AIM OF THE EXERCISE —
Look through the data below and, wherever a line carries the word "typewriter", please copy that line.

----- DATA EXTRACT -----

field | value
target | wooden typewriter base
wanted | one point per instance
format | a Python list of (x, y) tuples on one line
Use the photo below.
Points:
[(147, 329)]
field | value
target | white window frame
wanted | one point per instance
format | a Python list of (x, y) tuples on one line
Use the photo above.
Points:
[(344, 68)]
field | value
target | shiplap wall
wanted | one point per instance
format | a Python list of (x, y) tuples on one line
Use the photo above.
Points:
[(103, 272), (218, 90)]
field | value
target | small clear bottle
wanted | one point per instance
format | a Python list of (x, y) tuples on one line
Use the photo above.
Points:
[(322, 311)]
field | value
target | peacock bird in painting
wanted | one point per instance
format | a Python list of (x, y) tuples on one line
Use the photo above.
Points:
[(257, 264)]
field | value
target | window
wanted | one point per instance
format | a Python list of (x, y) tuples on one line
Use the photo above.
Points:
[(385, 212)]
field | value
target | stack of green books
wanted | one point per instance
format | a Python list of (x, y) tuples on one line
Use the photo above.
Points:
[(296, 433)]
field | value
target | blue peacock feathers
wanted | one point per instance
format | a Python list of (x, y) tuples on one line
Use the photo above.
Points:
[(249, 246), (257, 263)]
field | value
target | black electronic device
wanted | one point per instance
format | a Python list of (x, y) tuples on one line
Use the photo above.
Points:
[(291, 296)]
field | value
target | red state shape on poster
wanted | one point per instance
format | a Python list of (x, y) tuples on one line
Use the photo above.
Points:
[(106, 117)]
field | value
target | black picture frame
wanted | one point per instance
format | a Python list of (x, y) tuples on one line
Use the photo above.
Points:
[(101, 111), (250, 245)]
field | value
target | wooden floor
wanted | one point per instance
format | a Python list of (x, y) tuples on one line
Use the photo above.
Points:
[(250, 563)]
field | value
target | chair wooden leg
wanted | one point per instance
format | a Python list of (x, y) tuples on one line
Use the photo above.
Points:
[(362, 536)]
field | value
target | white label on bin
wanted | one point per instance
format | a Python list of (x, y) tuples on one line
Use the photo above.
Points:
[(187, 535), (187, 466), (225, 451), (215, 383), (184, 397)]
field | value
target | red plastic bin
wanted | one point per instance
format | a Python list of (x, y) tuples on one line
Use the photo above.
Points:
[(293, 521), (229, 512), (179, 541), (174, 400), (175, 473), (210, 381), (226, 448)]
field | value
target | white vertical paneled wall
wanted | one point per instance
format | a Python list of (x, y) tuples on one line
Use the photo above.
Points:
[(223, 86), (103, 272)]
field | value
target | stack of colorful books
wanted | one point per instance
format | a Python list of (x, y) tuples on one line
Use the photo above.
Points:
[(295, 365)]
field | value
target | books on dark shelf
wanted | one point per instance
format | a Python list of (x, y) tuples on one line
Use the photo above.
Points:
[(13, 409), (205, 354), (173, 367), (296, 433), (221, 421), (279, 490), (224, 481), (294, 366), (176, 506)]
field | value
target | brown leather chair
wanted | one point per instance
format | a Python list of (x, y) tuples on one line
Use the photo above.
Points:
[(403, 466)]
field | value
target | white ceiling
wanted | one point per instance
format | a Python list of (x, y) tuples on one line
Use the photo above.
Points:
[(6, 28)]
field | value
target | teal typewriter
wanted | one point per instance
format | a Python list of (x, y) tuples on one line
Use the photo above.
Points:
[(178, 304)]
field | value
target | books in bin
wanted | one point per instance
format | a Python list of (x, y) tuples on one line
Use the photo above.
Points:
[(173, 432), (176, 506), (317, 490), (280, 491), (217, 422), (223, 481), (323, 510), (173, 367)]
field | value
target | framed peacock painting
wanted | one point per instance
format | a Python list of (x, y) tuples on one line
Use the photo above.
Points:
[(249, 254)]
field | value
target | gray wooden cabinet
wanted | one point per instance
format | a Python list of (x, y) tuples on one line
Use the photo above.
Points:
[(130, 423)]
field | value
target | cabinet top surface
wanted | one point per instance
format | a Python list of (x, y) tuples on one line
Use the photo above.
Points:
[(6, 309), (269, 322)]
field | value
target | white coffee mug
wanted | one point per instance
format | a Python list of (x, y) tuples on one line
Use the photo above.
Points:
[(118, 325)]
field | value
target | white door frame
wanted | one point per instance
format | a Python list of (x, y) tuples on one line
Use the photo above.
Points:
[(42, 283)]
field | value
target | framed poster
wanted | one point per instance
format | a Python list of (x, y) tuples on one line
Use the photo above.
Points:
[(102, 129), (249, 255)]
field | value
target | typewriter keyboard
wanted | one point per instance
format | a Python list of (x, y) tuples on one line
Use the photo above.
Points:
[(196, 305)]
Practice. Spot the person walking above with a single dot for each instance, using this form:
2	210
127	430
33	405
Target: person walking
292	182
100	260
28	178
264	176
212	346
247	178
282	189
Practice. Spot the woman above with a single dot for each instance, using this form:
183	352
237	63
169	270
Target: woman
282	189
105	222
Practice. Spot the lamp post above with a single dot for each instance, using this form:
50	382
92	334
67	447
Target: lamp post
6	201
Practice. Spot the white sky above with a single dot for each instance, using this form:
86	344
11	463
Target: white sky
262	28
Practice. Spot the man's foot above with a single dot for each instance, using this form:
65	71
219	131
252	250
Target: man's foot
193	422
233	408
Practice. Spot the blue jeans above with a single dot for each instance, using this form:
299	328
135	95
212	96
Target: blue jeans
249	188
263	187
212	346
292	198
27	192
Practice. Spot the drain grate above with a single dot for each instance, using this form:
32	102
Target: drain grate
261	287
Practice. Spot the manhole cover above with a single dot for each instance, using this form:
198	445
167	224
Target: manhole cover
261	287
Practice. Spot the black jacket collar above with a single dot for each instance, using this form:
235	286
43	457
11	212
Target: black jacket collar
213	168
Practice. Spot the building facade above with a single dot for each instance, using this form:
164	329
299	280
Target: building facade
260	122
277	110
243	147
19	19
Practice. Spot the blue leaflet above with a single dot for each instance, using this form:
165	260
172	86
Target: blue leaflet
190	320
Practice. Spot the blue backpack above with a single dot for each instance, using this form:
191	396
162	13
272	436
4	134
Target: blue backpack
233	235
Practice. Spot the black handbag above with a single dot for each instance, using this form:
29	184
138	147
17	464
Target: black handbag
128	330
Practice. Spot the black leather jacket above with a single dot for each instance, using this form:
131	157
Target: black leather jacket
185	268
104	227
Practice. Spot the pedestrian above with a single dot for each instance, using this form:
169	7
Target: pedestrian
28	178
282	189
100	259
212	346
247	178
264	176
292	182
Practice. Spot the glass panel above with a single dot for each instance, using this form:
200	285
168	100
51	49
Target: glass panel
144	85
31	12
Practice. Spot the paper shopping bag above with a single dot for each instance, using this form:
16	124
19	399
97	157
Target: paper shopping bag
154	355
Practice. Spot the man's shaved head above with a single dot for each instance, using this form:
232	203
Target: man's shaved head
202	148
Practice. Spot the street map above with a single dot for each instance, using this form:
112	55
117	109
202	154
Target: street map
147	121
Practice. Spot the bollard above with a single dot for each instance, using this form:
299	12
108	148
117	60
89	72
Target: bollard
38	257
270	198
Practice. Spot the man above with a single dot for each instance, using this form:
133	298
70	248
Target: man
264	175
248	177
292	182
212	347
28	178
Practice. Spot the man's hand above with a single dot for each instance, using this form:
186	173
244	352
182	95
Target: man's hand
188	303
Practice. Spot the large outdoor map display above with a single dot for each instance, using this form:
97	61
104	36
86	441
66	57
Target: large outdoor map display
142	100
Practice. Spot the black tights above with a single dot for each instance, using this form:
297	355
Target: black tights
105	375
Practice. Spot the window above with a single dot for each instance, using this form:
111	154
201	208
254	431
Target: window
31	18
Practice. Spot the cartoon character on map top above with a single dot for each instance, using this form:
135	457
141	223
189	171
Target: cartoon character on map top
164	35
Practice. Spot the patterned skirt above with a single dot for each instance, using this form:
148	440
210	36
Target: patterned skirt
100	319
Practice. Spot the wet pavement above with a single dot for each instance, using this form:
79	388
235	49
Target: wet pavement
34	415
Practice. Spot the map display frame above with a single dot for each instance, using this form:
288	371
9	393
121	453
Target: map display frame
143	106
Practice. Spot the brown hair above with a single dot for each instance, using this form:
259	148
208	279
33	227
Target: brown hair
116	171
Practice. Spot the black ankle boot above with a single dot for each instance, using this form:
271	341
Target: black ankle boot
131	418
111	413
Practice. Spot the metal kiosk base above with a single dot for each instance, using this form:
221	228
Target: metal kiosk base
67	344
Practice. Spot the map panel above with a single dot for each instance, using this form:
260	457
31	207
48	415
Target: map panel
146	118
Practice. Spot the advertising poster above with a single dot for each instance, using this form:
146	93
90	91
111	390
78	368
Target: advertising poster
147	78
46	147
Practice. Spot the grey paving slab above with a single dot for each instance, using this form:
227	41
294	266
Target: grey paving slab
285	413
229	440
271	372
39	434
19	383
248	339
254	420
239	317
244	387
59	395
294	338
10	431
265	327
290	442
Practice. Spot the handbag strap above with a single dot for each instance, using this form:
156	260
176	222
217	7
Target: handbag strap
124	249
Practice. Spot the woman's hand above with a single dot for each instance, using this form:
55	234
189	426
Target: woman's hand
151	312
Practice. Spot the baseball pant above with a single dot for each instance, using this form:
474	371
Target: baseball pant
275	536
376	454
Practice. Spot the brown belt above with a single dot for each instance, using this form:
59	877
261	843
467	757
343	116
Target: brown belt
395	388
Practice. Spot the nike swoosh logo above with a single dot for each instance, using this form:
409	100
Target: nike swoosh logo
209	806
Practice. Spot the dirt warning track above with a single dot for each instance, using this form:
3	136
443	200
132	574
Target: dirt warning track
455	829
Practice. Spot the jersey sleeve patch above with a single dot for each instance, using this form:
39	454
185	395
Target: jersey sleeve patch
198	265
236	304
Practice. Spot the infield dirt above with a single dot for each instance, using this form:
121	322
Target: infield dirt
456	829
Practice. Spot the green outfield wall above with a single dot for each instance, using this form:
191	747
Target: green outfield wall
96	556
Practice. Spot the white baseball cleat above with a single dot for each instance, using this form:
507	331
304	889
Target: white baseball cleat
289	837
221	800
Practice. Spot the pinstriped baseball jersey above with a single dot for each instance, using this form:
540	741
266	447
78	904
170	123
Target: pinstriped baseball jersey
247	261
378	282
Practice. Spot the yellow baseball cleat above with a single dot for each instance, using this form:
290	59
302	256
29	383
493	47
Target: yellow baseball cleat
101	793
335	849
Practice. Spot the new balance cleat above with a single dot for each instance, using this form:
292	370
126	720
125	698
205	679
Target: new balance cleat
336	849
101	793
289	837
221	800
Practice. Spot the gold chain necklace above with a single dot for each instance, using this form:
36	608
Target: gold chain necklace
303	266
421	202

-----

SOLUTION FOR THIS TASK —
target | wooden typewriter base
target | teal typewriter
target | typewriter keyboard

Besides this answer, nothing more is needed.